■ EXTRACTED ENTRIES
--- START ---
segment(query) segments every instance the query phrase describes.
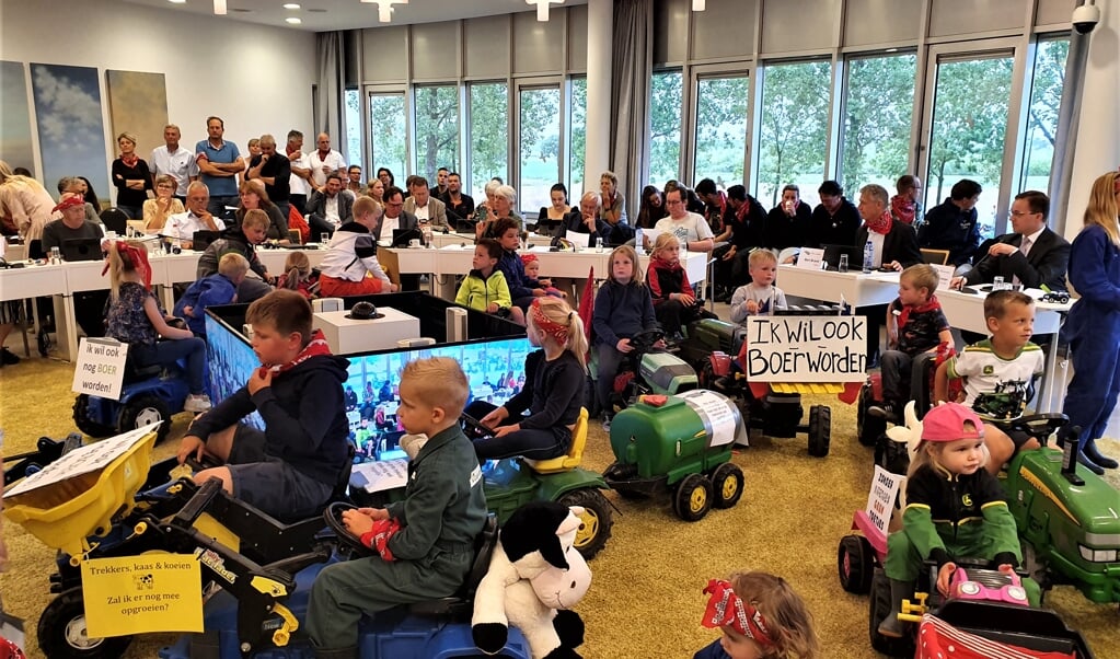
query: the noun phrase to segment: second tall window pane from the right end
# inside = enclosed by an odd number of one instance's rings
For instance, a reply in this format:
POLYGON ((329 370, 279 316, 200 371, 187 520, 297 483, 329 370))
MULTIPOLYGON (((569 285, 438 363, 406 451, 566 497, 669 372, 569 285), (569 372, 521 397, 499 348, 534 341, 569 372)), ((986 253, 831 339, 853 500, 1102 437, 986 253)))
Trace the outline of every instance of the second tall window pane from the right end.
--- END ---
Line by line, write out the material exactly, leaving the images out.

segment(query) segments every instance the query phrase describes.
query: the noun phrase to segment: second tall window pane from the right end
# inside = enclosed by an odd number of one instance's rings
For instance, a reply in this format:
POLYGON ((329 370, 279 316, 200 371, 187 520, 297 483, 329 370))
MULTIPOLYGON (((569 285, 438 363, 406 451, 566 497, 669 372, 569 285), (569 372, 521 397, 499 348, 534 341, 569 372)), ((986 253, 831 339, 853 500, 1102 437, 986 253)))
Trace the outline of every instance of the second tall window pane from the right end.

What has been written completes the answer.